_WHAT THE TASK ASKS_
In the rows below, reproduce the part that opens with the line containing "the red and" and closes with the line containing "x=347 y=441", changing each "instance" to "occurrence" and keeping everything else the same. Return only that part.

— begin STORED DATA —

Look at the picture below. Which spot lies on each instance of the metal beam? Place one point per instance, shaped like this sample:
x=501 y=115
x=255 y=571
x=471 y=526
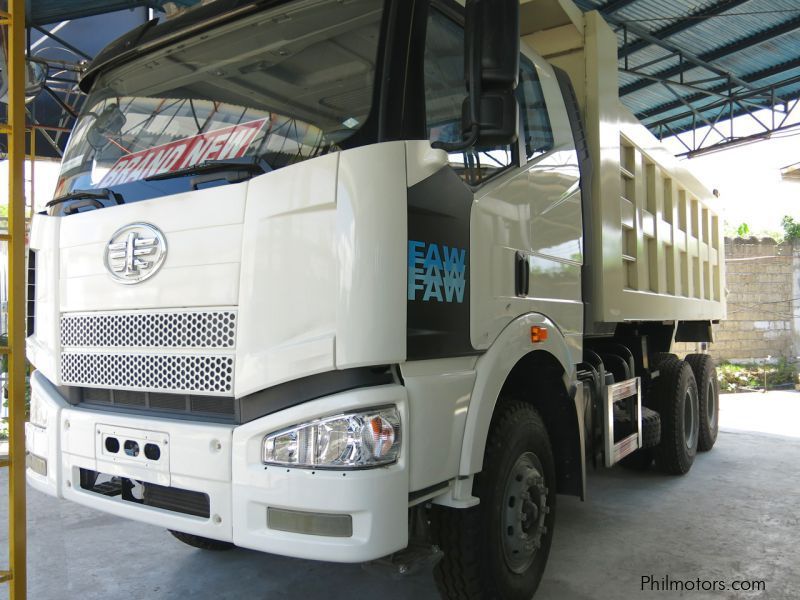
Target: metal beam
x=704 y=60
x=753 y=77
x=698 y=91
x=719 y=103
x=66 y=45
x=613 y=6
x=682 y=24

— end STORED DATA —
— begin STORED DATA —

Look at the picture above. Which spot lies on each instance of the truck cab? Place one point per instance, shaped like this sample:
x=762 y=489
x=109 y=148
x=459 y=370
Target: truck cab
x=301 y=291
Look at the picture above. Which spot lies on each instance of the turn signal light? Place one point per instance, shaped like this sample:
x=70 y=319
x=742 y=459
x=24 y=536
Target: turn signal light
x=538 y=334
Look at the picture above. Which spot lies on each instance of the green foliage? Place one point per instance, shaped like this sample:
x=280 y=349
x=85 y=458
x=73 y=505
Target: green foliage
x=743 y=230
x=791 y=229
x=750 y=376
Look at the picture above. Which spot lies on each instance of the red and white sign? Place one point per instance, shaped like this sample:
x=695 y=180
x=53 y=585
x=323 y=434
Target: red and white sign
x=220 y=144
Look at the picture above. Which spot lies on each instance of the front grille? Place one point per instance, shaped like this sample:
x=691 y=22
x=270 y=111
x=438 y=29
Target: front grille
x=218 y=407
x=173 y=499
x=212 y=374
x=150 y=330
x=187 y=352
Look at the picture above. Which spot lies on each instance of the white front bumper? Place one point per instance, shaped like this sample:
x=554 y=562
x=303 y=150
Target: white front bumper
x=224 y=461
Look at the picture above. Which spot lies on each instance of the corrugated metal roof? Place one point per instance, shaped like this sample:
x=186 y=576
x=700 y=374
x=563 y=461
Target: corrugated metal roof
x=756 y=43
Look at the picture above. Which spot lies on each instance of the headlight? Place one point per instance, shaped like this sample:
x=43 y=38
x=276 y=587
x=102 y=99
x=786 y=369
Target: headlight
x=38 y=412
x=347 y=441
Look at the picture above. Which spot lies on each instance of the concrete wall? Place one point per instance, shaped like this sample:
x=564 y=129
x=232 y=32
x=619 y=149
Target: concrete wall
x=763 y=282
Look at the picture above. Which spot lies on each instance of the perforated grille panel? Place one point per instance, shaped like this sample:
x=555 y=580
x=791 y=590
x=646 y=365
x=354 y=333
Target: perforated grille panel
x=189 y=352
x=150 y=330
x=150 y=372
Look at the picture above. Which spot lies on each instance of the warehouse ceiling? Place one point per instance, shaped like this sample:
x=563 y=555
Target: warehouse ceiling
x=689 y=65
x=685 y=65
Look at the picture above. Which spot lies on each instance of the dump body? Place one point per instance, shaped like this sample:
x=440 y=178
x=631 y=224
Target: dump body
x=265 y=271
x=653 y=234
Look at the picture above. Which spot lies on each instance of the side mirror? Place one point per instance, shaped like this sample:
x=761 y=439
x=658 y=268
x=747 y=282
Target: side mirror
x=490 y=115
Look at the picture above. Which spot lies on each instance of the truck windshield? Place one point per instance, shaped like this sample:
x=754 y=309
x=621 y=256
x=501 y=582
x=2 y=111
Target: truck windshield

— end STORED DATA —

_RESPONSE TO THE EXERCISE_
Look at the picture above. Which spot lies on each occurrence of the red and white sign? Place one point per occurrence, shaped like this sample:
x=695 y=180
x=53 y=585
x=323 y=434
Target: red and white sign
x=220 y=144
Look at the picture above. Which spot lies on each occurrence of the front grille? Place one point per occurrence, shaped like this sample:
x=691 y=22
x=270 y=111
x=438 y=29
Target: front grille
x=218 y=407
x=173 y=499
x=212 y=374
x=150 y=330
x=187 y=352
Look at the picture above. Which spot lies on each occurrence of the white front bumper? Place one point per occurrence, shaped like this sample:
x=554 y=562
x=303 y=150
Target: white front bumper
x=224 y=461
Look at the picture above. Which spot lies on each occurrence of the corrugated metal roof? Place one point per occurrence, shaped like this sample:
x=186 y=576
x=700 y=374
x=563 y=461
Target: corrugated metal roof
x=756 y=43
Look at the picture above. Which spot lies on each occurrence of the headlight? Place one point per occurrence, shaped like this sample:
x=43 y=38
x=276 y=587
x=102 y=99
x=786 y=369
Target: headlight
x=38 y=412
x=347 y=441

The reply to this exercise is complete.